- Problem 1 -
According to the abstract on winter photosynthesis in a subalpine forest, at what site did the researchers study three co-dominant coniferous tree species?
- Problem 2 -
Write the next part of the abstract on winter photosynthesis in a Colorado subalpine forest, picking up after its final sentence.

- Document text -
§ §

2017 ESA Annual Meeting (August 6 -- 11)

PS 10-109 - Limitations to winter photosynthesis of a subalpine coniferous forest in the Colorado Rocky Mountains

Monday, August 7, 2017
Exhibit Hall, Oregon Convention Center
David R. Bowling1, Barry A. Logan2, Koen Hufkens3, Donald Aubrecht4, Andrew D. Richardson3, Sean Burns5, Peter D. Blanken6 and David Eiriksson7, (1)Department of Biology, University of Utah, Salt Lake City, UT, (2)Biology Department, Bowdoin College, Brunswick, ME, (3)Organismic and Evolutionary Biology, Harvard University, (4)Harvard University, (5)University of Colorado Boulder, Boulder, CO, (6)Department of Geography and Environmental Studies, University of Colorado, Boulder, Boulder, CO, (7)Global Change and Sustainability Center, University of Utah, Salt Lake City, UT
Background/Question/Methods

In evergreen coniferous forests experiencing strong seasonality, primary metabolism is greatly suppressed by low temperatures and trees enter a state of sustained photosynthetic downregulation, despite maintaining their leafy crowns over winter. The resumption of photosynthetic activity in spring, its timing and extent, may be influenced by exogenous (e.g., temperature [air and soil], photoperiod, or soil moisture availability) and endogenous factors (e.g., dehardening of photosynthesis or the availability of liquid water in the xylem) to degrees that remain poorly understood. Interannual variability in ecosystem CO2 exchange may be disproportionately influenced by activity during periods of transition out of and into winter, lending greater importance to a deeper understanding of the annual springtime resumption of photosynthetic activity. Furthermore, global climate change alters potentially regulatory environmental factors in complex manners; mechanistic understanding of seasonal transitions should lead to better predictions of ecosystem COexchange under future climate conditions. We examined environmental conditions and physiological characteristics of three co-dominant coniferous tree species in the subalpine coniferous forest at Niwot Ridge in the Colorado Rocky Mountains. We focused specifically on whether appreciable photosynthesis could be observed during occasional warm and sunny days and the exogenous and endogenous factors associated with photosynthesis during the seasonal transition.

§ §

- Provided records -
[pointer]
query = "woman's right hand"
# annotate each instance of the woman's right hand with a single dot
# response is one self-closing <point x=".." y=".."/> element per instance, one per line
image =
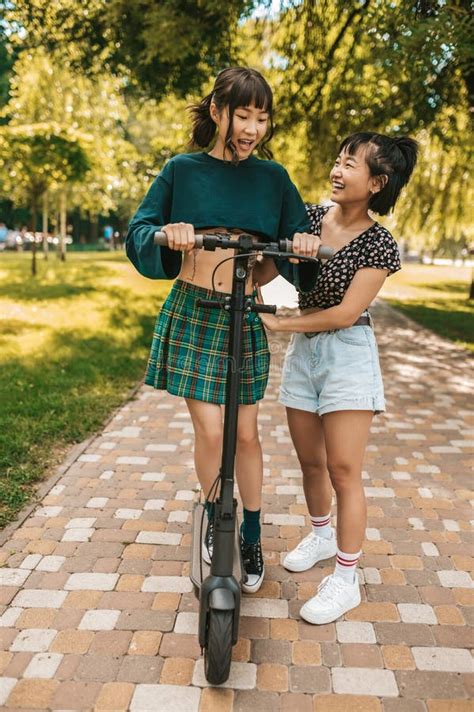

§ §

- Response box 1 -
Niwot Ridge in the Colorado Rocky Mountains.

- Response box 2 -
Results/Conclusions

No appreciable photosynthetic CO2 assimilation was observed in winter, even towards the end of the season, during periods when foliage occasionally reached near optimum temperatures. During these periods, bole temperatures remained below freezing, suggesting that the inhibition of water conduction caused by frozen xylem contributed to the absence of photosynthesis. Over winter, needles of all three conifer species increased their total carotenoid to chlorophyll ratios and xanthophyll cycle pool sizes. The resumption of photosynthesis correlated with the reappearance of lower xanthophyll cycle conversion states (i.e., lower amounts of xanthophylls associated with thermal energy dissipation), after a winter period where only very high conversion states were observed. This suggests that the transition from a seasonally downregulated state of sustained, photoprotective thermal energy dissipation to a state of photosynthetic competency may partially control the resumption of CO2 assimilation in spring. Thus, there may be coordination between the dehardening of photosynthesis and the first appearance of liquid water in the boles of trees. Some of the transitions in leaf pigment composition of the sort we describe may be observable via remote sensing, which thus may serve as a means of estimating the timing of the resumption of photosynthetic activity across large spatial scales.